** Quoted passage **
Did you format the raid1 partition after setting it up?

Ed- Hide quoted text -

- Show quoted text -

Hi Ed,

Actually after really thinking about it, I am not sure this is a
'Vista' problem.

The external enclosure supposedly has RAID built in. It has a switch
on the back for RAID 0 & RAID 1.

I guess the issue is when I plug the drive in, it is not always
detected, and when it is, it appears as an 8GB drive. There are 2
500GB drives in the enclosure. If I plug them into the old enclosure,
which does not support RAID, it works fine, appearing as 1TB.

So, could it be a defective enclosure???

John.
 
P

Paul

Mtek said:
Hi Ed,

Actually after really thinking about it, I am not sure this is a
'Vista' problem.

The external enclosure supposedly has RAID built in. It has a switch
on the back for RAID 0 & RAID 1.

** Problem a **
Reproduce the forum post about the external RAID enclosure word for word.

(Dataset items)
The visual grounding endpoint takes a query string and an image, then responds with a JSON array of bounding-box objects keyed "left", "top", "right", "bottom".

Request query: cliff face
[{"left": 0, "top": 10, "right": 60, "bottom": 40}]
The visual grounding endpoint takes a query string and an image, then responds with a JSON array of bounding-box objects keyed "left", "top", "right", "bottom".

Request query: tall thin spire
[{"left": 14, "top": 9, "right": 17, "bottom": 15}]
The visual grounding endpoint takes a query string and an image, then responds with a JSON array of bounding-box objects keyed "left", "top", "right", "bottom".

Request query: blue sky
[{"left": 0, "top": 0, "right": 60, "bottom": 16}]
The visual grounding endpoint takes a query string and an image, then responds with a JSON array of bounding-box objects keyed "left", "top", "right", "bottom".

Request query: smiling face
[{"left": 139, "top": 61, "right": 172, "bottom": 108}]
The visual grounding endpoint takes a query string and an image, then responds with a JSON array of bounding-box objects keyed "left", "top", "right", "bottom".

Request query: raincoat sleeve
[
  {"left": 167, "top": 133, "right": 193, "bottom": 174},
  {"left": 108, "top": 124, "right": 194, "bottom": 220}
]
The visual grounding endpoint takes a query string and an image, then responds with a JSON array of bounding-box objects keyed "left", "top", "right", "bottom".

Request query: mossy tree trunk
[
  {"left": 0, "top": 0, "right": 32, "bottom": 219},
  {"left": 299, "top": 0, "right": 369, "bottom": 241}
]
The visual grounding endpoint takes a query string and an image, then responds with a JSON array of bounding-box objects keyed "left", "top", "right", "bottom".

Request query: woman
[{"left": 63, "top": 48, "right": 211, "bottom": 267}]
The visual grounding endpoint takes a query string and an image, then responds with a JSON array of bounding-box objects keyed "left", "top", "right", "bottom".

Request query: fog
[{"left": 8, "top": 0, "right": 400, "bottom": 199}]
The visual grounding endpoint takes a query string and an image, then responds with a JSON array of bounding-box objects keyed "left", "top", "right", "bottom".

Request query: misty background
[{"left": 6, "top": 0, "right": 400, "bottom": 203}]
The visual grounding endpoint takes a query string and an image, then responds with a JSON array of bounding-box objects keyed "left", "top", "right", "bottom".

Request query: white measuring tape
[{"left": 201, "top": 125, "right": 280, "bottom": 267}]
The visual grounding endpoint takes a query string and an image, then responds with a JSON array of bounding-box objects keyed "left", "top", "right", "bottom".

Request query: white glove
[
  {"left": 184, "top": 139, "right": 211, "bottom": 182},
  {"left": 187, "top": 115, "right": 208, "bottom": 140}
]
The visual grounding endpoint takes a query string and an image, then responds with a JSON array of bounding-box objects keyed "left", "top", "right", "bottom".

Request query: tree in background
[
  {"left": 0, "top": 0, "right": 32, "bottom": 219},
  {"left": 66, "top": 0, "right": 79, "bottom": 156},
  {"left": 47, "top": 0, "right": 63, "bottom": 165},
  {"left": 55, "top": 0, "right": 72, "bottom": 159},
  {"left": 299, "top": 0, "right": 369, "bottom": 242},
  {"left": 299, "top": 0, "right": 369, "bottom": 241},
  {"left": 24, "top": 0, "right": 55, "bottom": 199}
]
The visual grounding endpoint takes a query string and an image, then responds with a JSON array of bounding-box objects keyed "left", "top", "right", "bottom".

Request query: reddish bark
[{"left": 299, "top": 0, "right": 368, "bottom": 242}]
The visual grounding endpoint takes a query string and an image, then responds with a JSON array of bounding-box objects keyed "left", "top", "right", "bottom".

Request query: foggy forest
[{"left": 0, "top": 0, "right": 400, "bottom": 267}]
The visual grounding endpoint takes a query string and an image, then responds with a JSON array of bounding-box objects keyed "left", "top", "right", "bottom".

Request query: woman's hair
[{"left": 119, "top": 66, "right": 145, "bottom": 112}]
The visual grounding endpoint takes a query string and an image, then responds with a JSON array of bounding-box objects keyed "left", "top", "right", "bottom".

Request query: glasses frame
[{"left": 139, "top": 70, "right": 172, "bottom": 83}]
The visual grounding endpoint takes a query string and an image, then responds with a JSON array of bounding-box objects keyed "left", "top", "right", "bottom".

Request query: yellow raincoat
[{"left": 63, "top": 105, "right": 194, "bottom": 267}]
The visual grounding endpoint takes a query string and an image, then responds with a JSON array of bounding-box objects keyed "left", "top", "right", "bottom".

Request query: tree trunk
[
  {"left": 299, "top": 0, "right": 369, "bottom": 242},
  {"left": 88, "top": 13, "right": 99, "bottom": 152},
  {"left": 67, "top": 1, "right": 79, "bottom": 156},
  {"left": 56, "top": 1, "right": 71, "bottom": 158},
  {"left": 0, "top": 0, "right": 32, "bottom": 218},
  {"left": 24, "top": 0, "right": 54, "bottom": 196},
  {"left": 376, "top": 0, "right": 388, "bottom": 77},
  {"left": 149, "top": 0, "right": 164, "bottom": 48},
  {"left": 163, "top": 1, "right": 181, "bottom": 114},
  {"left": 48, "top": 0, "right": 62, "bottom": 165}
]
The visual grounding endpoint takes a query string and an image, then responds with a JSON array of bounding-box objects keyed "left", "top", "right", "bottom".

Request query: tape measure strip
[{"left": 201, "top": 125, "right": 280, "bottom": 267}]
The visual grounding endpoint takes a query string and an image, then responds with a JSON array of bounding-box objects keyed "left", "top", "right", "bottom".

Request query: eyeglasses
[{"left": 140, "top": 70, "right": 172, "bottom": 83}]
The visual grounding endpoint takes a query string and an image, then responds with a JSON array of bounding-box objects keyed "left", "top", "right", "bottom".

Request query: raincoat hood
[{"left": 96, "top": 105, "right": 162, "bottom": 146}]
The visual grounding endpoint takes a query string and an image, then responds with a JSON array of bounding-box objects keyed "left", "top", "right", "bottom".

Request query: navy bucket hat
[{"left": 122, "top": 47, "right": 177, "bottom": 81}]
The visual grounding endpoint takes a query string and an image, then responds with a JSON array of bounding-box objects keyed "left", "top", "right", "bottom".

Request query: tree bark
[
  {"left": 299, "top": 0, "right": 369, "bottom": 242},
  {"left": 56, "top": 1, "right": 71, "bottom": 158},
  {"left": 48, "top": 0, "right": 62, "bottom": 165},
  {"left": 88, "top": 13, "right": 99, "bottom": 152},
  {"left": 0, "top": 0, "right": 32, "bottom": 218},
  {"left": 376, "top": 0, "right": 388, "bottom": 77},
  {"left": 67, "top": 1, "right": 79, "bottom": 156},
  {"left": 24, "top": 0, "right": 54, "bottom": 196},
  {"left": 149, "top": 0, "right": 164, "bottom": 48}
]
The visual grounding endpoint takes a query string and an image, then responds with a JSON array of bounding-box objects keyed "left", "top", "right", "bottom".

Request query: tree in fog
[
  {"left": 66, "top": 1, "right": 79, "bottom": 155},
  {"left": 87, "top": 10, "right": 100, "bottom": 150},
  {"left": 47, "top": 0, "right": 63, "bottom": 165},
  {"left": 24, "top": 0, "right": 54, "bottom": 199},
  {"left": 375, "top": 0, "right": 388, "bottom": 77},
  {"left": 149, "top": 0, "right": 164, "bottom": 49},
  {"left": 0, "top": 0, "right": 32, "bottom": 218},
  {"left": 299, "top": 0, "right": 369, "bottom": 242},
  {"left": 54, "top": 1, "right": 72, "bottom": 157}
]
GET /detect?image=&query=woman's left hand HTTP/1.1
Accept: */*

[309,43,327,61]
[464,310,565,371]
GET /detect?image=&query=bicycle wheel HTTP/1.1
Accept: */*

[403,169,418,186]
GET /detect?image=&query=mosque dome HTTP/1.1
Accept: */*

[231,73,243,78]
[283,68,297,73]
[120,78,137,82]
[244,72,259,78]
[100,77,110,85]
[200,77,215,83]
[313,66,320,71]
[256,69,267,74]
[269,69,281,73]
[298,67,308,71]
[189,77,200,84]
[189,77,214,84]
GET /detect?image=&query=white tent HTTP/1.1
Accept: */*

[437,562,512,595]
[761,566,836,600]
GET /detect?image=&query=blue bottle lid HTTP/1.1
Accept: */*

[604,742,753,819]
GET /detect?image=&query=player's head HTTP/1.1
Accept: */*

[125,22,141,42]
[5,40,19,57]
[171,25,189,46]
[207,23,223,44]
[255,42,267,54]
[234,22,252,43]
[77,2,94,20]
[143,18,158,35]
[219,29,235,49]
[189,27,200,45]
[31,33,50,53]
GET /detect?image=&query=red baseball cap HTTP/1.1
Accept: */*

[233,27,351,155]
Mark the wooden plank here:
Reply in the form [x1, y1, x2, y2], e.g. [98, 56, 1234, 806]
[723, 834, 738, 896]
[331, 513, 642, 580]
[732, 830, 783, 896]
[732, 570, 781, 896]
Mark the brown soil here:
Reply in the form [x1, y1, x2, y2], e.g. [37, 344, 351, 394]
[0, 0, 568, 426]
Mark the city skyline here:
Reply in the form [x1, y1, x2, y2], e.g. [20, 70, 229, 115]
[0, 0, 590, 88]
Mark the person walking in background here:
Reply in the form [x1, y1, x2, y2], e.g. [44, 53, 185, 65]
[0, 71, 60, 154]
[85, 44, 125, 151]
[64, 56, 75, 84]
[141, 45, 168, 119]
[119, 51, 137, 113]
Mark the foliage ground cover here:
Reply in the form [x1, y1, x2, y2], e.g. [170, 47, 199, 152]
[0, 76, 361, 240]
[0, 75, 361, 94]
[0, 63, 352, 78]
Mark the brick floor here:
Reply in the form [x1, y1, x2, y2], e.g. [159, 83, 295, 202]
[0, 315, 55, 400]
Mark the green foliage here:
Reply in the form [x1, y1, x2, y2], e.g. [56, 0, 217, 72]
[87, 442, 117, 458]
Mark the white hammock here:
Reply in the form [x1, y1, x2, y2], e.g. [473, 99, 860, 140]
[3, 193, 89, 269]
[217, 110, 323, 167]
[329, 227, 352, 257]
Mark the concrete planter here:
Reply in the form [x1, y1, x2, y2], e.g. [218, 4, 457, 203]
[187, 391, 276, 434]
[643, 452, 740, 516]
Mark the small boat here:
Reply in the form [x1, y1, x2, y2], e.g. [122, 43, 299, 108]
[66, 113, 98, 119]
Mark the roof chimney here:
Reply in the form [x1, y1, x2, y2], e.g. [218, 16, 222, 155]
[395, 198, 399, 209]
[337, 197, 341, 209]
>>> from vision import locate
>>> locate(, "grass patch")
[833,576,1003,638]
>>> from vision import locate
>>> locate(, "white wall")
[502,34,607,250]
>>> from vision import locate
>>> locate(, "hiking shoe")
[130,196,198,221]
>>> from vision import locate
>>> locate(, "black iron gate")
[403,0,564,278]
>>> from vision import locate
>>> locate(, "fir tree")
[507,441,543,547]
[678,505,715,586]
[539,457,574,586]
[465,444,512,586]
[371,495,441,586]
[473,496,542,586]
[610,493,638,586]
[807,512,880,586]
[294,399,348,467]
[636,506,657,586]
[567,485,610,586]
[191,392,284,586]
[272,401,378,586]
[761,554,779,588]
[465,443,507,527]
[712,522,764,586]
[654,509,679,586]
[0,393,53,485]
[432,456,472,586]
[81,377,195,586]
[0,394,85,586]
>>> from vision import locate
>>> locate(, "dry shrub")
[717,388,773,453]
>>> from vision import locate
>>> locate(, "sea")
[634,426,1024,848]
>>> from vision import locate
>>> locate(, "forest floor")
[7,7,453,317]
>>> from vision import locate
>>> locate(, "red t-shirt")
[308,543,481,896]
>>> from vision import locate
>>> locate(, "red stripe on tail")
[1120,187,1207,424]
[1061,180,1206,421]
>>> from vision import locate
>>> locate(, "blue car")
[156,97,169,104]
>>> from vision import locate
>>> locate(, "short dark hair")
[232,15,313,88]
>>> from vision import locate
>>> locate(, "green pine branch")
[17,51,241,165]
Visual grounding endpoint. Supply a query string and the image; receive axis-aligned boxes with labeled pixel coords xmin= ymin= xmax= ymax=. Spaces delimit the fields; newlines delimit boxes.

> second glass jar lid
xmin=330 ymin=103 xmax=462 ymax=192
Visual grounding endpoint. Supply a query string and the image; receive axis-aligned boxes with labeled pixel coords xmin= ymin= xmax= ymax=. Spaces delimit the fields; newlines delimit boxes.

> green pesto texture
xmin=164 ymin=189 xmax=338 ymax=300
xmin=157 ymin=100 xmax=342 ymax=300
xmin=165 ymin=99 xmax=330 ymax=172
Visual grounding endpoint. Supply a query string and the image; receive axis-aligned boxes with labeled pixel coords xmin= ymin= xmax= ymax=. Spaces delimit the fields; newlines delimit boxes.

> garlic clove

** Problem b **
In the listing, update the part that opens with the line containing "GET /detect?image=&query=player's head" and closes with the line containing "[833,576,1003,638]" by replacing "Reply in the form" with "Answer in the format" and leaving everything else unchanged. Return only those lines.

** Task answer a **
Did you format the raid1 partition after setting it up?

Ed- Hide quoted text -

- Show quoted text -

Hi Ed,

Actually after really thinking about it, I am not sure this is a
'Vista' problem.

The external enclosure supposedly has RAID built in. It has a switch
on the back for RAID 0 & RAID 1.

I guess the issue is when I plug the drive in, it is not always
detected, and when it is, it appears as an 8GB drive. There are 2
500GB drives in the enclosure. If I plug them into the old enclosure,
which does not support RAID, it works fine, appearing as 1TB.

So, could it be a defective enclosure???

John.
 
P

Paul

Mtek said:
Hi Ed,

Actually after really thinking about it, I am not sure this is a
'Vista' problem.

The external enclosure supposedly has RAID built in. It has a switch
on the back for RAID 0 & RAID 1.

** Task answer b **
GET /detect?image=&query=player's head HTTP/1.1
Accept: */*

[125,22,141,42]
[5,40,19,57]
[171,25,189,46]
[207,23,223,44]
[255,42,267,54]
[234,22,252,43]
[77,2,94,20]
[143,18,158,35]
[219,29,235,49]
[189,27,200,45]
[31,33,50,53]
GET /detect?image=&query=red baseball cap HTTP/1.1
Accept: */*

[233,27,351,155]
Mark the wooden plank here:
Answer in the format [x1, y1, x2, y2], e.g. [98, 56, 1234, 806]
[723, 834, 738, 896]
[331, 513, 642, 580]
[732, 830, 783, 896]
[732, 570, 781, 896]
Mark the brown soil here:
Answer in the format [x1, y1, x2, y2], e.g. [37, 344, 351, 394]
[0, 0, 568, 426]
Mark the city skyline here:
Answer in the format [x1, y1, x2, y2], e.g. [20, 70, 229, 115]
[0, 0, 590, 88]
Mark the person walking in background here:
Answer in the format [x1, y1, x2, y2], e.g. [44, 53, 185, 65]
[0, 71, 60, 154]
[85, 44, 125, 151]
[64, 56, 75, 84]
[141, 45, 168, 119]
[119, 51, 137, 113]
Mark the foliage ground cover here:
Answer in the format [x1, y1, x2, y2], e.g. [170, 47, 199, 152]
[0, 76, 361, 240]
[0, 75, 361, 94]
[0, 63, 352, 78]
Mark the brick floor here:
Answer in the format [x1, y1, x2, y2], e.g. [159, 83, 295, 202]
[0, 315, 55, 400]
Mark the green foliage here:
Answer in the format [x1, y1, x2, y2], e.g. [56, 0, 217, 72]
[87, 442, 117, 458]
Mark the white hammock here:
Answer in the format [x1, y1, x2, y2], e.g. [473, 99, 860, 140]
[3, 193, 89, 269]
[217, 110, 323, 167]
[329, 227, 352, 257]
Mark the concrete planter here:
Answer in the format [x1, y1, x2, y2], e.g. [218, 4, 457, 203]
[187, 391, 276, 434]
[643, 452, 740, 516]
Mark the small boat here:
Answer in the format [x1, y1, x2, y2], e.g. [122, 43, 299, 108]
[66, 113, 98, 119]
Mark the roof chimney here:
Answer in the format [x1, y1, x2, y2], e.g. [218, 16, 222, 155]
[395, 198, 399, 209]
[337, 197, 341, 209]
>>> from vision import locate
>>> locate(, "grass patch")
[833,576,1003,638]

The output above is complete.